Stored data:

------------------------

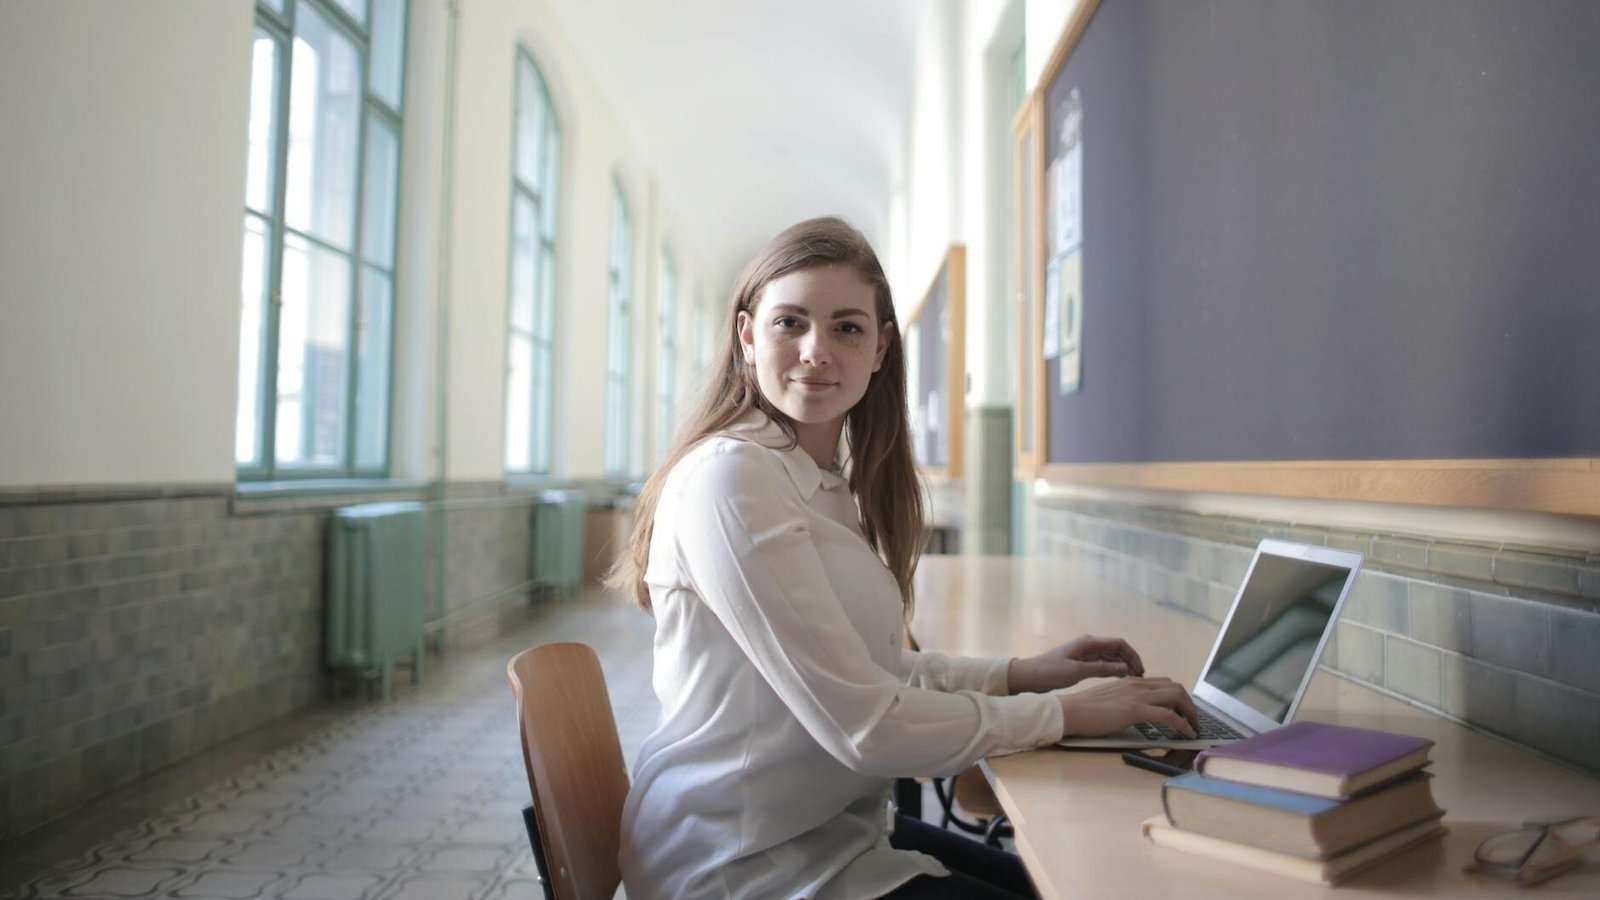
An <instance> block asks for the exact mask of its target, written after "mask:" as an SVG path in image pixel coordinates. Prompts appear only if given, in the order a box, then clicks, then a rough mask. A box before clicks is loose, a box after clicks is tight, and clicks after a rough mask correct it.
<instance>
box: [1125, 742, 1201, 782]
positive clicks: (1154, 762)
mask: <svg viewBox="0 0 1600 900" xmlns="http://www.w3.org/2000/svg"><path fill="white" fill-rule="evenodd" d="M1198 754H1200V751H1198V749H1165V748H1157V749H1128V751H1123V754H1122V761H1123V762H1126V764H1128V765H1136V767H1139V769H1149V770H1150V772H1157V773H1160V775H1168V777H1171V775H1182V773H1184V772H1190V770H1192V769H1194V765H1195V756H1198Z"/></svg>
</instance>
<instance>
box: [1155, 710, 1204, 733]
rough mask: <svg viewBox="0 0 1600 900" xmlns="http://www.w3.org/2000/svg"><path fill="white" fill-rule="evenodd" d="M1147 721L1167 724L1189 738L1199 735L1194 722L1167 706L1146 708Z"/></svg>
mask: <svg viewBox="0 0 1600 900" xmlns="http://www.w3.org/2000/svg"><path fill="white" fill-rule="evenodd" d="M1146 721H1147V722H1160V724H1163V725H1166V727H1168V729H1174V730H1176V732H1178V733H1181V735H1184V737H1189V738H1192V737H1197V735H1198V732H1197V730H1195V725H1194V724H1192V722H1189V721H1187V719H1184V717H1182V716H1179V714H1178V713H1173V711H1171V709H1168V708H1166V706H1149V708H1146Z"/></svg>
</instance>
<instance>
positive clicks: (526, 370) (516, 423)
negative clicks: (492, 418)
mask: <svg viewBox="0 0 1600 900" xmlns="http://www.w3.org/2000/svg"><path fill="white" fill-rule="evenodd" d="M531 391H533V341H531V340H530V338H528V336H526V335H512V338H510V344H509V348H507V356H506V468H507V469H509V471H514V472H525V471H528V469H530V468H531V464H533V460H531V455H530V448H531V436H530V431H531V421H530V413H531V410H533V394H531Z"/></svg>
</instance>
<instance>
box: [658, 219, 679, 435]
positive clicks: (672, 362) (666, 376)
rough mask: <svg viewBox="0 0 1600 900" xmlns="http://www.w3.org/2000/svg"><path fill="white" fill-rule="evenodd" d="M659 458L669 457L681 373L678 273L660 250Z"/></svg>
mask: <svg viewBox="0 0 1600 900" xmlns="http://www.w3.org/2000/svg"><path fill="white" fill-rule="evenodd" d="M656 295H658V303H656V340H658V344H659V346H661V354H659V356H658V357H656V455H658V456H666V453H667V444H669V442H670V440H672V415H674V410H672V400H674V397H675V396H677V372H678V271H677V266H674V264H672V253H669V251H667V250H666V248H662V250H661V283H659V290H658V291H656Z"/></svg>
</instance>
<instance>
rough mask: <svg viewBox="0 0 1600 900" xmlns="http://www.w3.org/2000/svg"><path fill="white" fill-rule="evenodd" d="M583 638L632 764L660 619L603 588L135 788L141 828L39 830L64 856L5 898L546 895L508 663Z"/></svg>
mask: <svg viewBox="0 0 1600 900" xmlns="http://www.w3.org/2000/svg"><path fill="white" fill-rule="evenodd" d="M571 639H578V641H590V642H592V644H594V645H595V649H597V652H598V653H600V657H602V665H603V666H605V671H606V679H608V681H610V682H611V687H613V705H614V709H616V711H618V729H619V733H621V735H622V749H624V757H626V759H632V757H634V756H635V753H637V745H638V741H640V740H642V738H643V735H645V733H648V730H650V725H651V722H653V721H654V716H656V706H654V700H653V698H651V697H650V689H648V682H650V644H651V621H650V618H648V617H643V615H640V613H638V612H637V610H634V609H630V607H629V605H627V602H626V599H622V601H619V599H616V597H610V596H605V594H600V593H592V594H589V596H586V597H584V599H581V601H576V602H552V604H547V605H546V607H544V609H542V610H541V612H539V615H538V617H536V618H534V620H533V621H531V623H530V625H528V626H525V628H520V629H518V631H515V633H510V634H506V636H502V637H501V639H499V641H496V642H493V644H490V645H485V647H482V649H478V650H472V652H458V653H454V655H451V657H446V658H443V660H440V663H438V665H437V666H434V668H432V669H430V671H429V677H427V679H426V681H424V682H422V684H421V685H418V687H411V685H410V684H403V685H397V689H395V692H394V693H392V695H390V698H389V700H387V701H366V703H365V705H363V703H358V701H350V700H346V701H341V703H342V705H339V706H334V709H338V711H339V713H338V716H334V714H331V713H326V711H314V713H310V714H307V719H306V721H317V722H318V724H317V725H315V727H314V729H302V730H301V732H299V733H301V737H299V738H294V740H290V741H278V743H277V745H275V749H270V751H264V753H259V754H256V756H253V757H251V756H246V754H237V753H235V754H234V756H229V761H230V765H227V767H218V769H214V777H208V778H205V780H202V778H190V780H189V781H187V785H189V788H187V790H184V791H173V790H171V788H170V786H168V783H165V781H162V780H158V778H157V780H152V781H150V786H149V793H147V794H139V788H134V790H131V794H130V798H128V799H125V801H123V804H125V806H126V807H138V809H141V810H155V812H141V817H139V818H138V820H136V823H134V825H128V817H126V815H125V817H122V820H120V822H115V820H114V817H104V822H106V826H104V828H96V825H94V823H96V822H99V817H96V815H93V814H85V815H80V817H74V818H72V822H66V823H61V825H59V830H61V833H62V834H66V833H70V834H74V839H72V841H69V842H61V846H59V847H58V846H56V844H54V842H48V841H45V842H42V844H40V846H50V847H51V854H53V855H45V857H30V858H29V863H30V866H5V868H0V876H3V874H5V873H10V871H14V873H18V874H16V876H14V878H21V879H26V881H21V882H6V881H0V897H6V898H10V897H26V898H30V900H32V898H38V900H59V898H64V897H78V898H98V900H104V898H110V897H141V898H154V897H166V898H174V897H186V898H190V897H216V898H224V897H226V898H256V897H261V898H267V897H272V898H278V897H282V898H288V900H378V898H379V897H381V898H384V900H422V898H426V900H453V898H470V900H488V898H491V897H493V898H494V900H501V898H506V900H509V898H512V897H539V895H541V889H539V886H538V881H536V879H538V870H536V866H534V865H533V855H531V852H530V850H528V838H526V833H525V831H523V825H522V807H523V804H525V802H526V801H528V785H526V775H525V770H523V761H522V746H520V740H518V733H517V725H515V713H514V705H512V697H510V687H509V685H507V682H506V660H507V658H510V655H514V653H515V652H518V650H522V649H525V647H530V645H534V644H542V642H547V641H571ZM635 682H637V684H635ZM618 685H626V689H624V690H622V692H619V690H618ZM621 697H627V698H629V705H627V706H624V705H622V703H621V701H619V698H621ZM638 697H643V700H638ZM624 709H626V714H624ZM317 716H322V717H320V719H315V717H317ZM203 765H213V764H195V765H194V769H195V770H198V772H206V773H208V775H210V773H211V772H213V770H210V769H205V767H203ZM186 767H190V765H189V764H186ZM3 855H6V847H0V857H3ZM8 862H10V860H8ZM38 866H50V868H48V871H45V873H43V874H40V868H38Z"/></svg>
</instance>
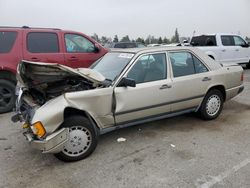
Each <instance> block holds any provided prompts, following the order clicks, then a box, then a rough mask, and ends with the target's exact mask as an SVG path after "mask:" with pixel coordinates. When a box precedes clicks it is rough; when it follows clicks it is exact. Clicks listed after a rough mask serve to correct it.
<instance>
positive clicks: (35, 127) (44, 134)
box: [31, 121, 46, 138]
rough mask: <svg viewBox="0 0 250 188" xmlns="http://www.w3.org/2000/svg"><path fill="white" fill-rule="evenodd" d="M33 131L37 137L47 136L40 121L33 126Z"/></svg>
mask: <svg viewBox="0 0 250 188" xmlns="http://www.w3.org/2000/svg"><path fill="white" fill-rule="evenodd" d="M31 129H32V131H33V133H34V134H35V135H37V136H38V137H39V138H41V137H43V136H44V135H45V134H46V130H45V128H44V126H43V124H42V122H40V121H38V122H36V123H34V124H33V125H32V126H31Z"/></svg>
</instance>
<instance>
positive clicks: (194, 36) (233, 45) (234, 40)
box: [190, 33, 250, 68]
mask: <svg viewBox="0 0 250 188" xmlns="http://www.w3.org/2000/svg"><path fill="white" fill-rule="evenodd" d="M190 44H191V45H192V46H195V47H198V48H199V49H201V50H203V51H204V52H205V53H206V54H207V55H208V56H210V57H211V58H213V59H214V60H216V61H218V62H220V63H223V64H224V63H237V64H246V66H247V68H250V47H249V44H248V43H247V42H246V41H245V40H244V39H243V38H242V37H241V36H239V35H234V34H225V33H219V34H209V35H199V36H194V37H192V39H191V42H190Z"/></svg>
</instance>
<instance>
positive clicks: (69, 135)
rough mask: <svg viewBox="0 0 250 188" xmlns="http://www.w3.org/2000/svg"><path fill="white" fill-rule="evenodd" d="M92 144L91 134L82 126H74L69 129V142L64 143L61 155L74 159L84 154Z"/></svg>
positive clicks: (68, 141) (85, 128)
mask: <svg viewBox="0 0 250 188" xmlns="http://www.w3.org/2000/svg"><path fill="white" fill-rule="evenodd" d="M91 142H92V136H91V132H90V131H89V130H88V129H87V128H85V127H82V126H74V127H70V129H69V140H68V141H67V142H66V144H65V146H64V148H63V153H65V154H66V155H68V156H72V157H76V156H79V155H82V154H83V153H85V152H86V151H87V150H88V149H89V147H90V145H91Z"/></svg>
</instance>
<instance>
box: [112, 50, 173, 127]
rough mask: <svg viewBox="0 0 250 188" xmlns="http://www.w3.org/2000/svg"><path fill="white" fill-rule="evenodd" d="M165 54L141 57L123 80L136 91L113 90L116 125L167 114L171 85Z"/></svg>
mask: <svg viewBox="0 0 250 188" xmlns="http://www.w3.org/2000/svg"><path fill="white" fill-rule="evenodd" d="M168 75H169V74H168V69H167V62H166V54H165V53H157V54H147V55H142V56H141V57H139V58H138V60H137V61H136V62H135V63H134V64H133V66H132V68H130V70H128V72H127V73H126V74H125V77H128V78H130V79H134V80H135V81H136V87H119V86H116V87H115V90H114V92H115V98H116V109H115V120H116V124H118V125H119V124H126V123H131V122H134V121H143V120H147V119H150V118H155V117H158V116H160V115H163V114H167V113H169V112H170V104H169V101H170V100H171V90H172V88H171V87H172V86H171V84H172V82H171V80H170V79H169V76H168Z"/></svg>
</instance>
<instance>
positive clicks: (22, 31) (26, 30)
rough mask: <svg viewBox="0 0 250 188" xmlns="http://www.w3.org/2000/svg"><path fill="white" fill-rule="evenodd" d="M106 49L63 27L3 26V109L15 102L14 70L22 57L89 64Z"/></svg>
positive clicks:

------------------------

REQUIRED ACTION:
Update everything from the start of the material down through the line containing "positive clicks: (1154, 762)" so that "coarse mask" replaces "rough mask" and nothing else changes. Omit the pictures from your answer.

WORKED SOLUTION:
An <instance> block asks for the exact mask of its target, written after "mask:" as an SVG path in image pixel coordinates. Prompts appear only if given, in the order a box, then clicks, then a coarse mask. A box before clicks is loose, a box after clicks is tight, and clicks after a coarse mask correct it.
<instance>
box: [1125, 742, 1201, 782]
positive clicks: (1154, 762)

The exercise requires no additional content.